Je me suis souvent étonné que le pape, au lieu de déployer envers nous cette sévérité silencieuse dont il ne résultoit qu'une vague et pénible incertitude, ne nous eût pas dit simplement : « Vous avez cru bien » faire, mais vous vous êtes trompés. Placé à la tête de » l'Église, j'en connois mieux que vous les besoins, les >> intérêts, et seul j'en suis juge. En désapprouvant la >> direction que vous avez donnée à vos efforts, je >> rends justice à vos intentions. Allez, et désormais. >> avant d'intervenir en des affaires aussi délicates, >> prenez conseil de ceux dont l'autorité doit être votre >> guide. » Ce peu de paroles auroit tout fini. Jamais aucun de nous n'auroit songé à continuer l'action déjà suspendue. Pourquoi, au contraire, s'obstina-t-on à nous refuser même un seul mot? Je ne m'explique ce fait que par les intrigues qui environnoient Grégoire XVI, par les secrètes calomnies dont la haine de nos adversaires nous noircissoit dans son esprit, et aussi par cette espèce d'impuissance, qui semble inhérente à tous les pouvoirs, de croire au désintéressement, à la sincérité et à la droiture.

N'apercevant aucun terme à l'état d'attente où l'on paroissoit vouloir nous laisser indéfiniment, nous crûmes devoir adresser au pape le Mémoire suivant, rédigé presque en entier par M. Lacordaire, et que le cardinal Pacca se chargea fort obligeamment de pré

senter.

MÉMOIRE

PRÉSENTÉ AU SOUVERAIN PONTIFE, GRÉGOIRE XVI, PAR LES RÉDACTEURS DE l'Avenir ET LES MEMBRES DU CONSEIL DE l'Agence générale pour la défense de la liberté religieuse.

→ Consigne 1:
Reproduisez fidèlement le texte extrait de « PRÉSENTÉ AU SOUVERAIN » à « la liberté religieuse. ».
→ Consigne 2:
Selon le texte extrait, qui rédigea presque en entier le Mémoire adressé au pape ?

→ Données affichées:
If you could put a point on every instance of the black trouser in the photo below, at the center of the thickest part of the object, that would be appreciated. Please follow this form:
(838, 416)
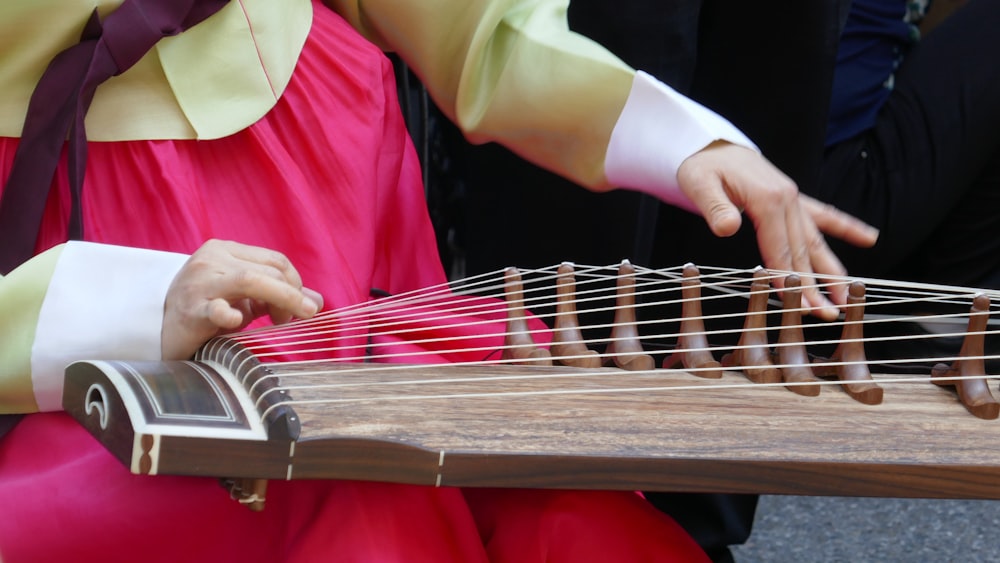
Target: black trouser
(928, 174)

→ Réponse complète 1:
PRÉSENTÉ AU SOUVERAIN PONTIFE, GRÉGOIRE XVI, PAR LES RÉDACTEURS DE l'Avenir ET LES MEMBRES DU CONSEIL DE l'Agence générale pour la défense de la liberté religieuse.

→ Réponse complète 2:
M. Lacordaire.